— begin —
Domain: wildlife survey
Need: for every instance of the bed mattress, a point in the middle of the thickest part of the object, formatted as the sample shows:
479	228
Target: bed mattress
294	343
— end —
_Task details_
Render each line of the records above as a JSON list of strings, with one string per line and blank lines omitted.

_Written solution_
[
  "Domain: wildlife survey",
  "Need: for every instance of the bed mattress, a point in the middle of the thickest part of the object, formatted as the sample shows:",
  "479\t228",
  "Target: bed mattress",
  "294\t343"
]